# [Data for this task]
= = = =
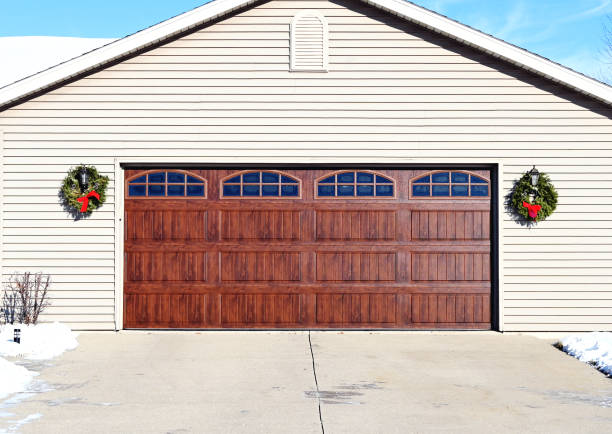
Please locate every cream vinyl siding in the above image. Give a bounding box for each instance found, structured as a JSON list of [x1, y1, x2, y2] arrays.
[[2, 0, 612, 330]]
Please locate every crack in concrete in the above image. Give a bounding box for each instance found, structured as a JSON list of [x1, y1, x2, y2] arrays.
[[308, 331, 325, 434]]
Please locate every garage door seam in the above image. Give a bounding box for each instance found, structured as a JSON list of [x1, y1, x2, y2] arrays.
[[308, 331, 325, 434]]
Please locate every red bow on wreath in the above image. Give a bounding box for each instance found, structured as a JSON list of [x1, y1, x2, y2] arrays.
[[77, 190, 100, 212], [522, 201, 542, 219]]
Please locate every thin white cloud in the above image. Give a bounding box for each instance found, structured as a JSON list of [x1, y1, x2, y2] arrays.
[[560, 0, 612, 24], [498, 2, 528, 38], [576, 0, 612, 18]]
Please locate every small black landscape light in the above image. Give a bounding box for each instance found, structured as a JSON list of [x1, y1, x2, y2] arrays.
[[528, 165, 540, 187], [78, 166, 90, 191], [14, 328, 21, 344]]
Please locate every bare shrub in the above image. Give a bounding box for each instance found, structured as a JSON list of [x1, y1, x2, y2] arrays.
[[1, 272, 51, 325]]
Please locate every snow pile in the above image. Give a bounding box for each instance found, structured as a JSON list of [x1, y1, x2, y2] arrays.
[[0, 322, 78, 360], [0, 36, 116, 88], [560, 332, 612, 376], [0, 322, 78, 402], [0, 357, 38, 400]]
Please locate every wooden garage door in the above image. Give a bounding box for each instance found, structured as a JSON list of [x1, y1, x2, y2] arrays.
= = = =
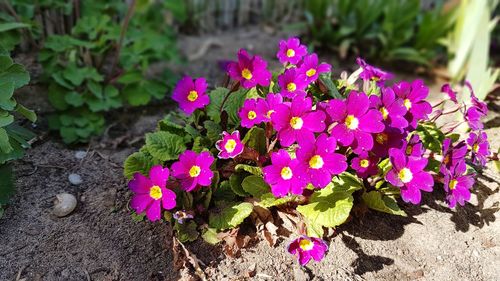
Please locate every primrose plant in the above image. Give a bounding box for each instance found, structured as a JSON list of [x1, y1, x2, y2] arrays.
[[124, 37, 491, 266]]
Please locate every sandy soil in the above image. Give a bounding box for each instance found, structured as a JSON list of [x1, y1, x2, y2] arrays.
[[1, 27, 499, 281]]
= = = =
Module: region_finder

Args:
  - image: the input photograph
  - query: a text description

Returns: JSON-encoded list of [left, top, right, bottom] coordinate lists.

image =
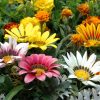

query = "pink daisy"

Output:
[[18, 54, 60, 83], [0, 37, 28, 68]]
= = = =
In the listing above, locate the line containing "Please locate every snow" and the line containing "Please locate every wooden", then transcribe both and every line between them verbatim.

# [Result of the exercise]
Please locate every snow pile in the above image. Give a bounding box for each instance found, structured as a JSON list of [x1, y1, x2, y2] arrays.
[[0, 322, 78, 360], [0, 36, 116, 88], [560, 332, 612, 376], [0, 322, 78, 402], [0, 357, 38, 400]]
Please locate every wooden garage door in the above image. Give a bounding box for each instance found, structured as a JSON list of [x1, y1, x2, y2] arrays.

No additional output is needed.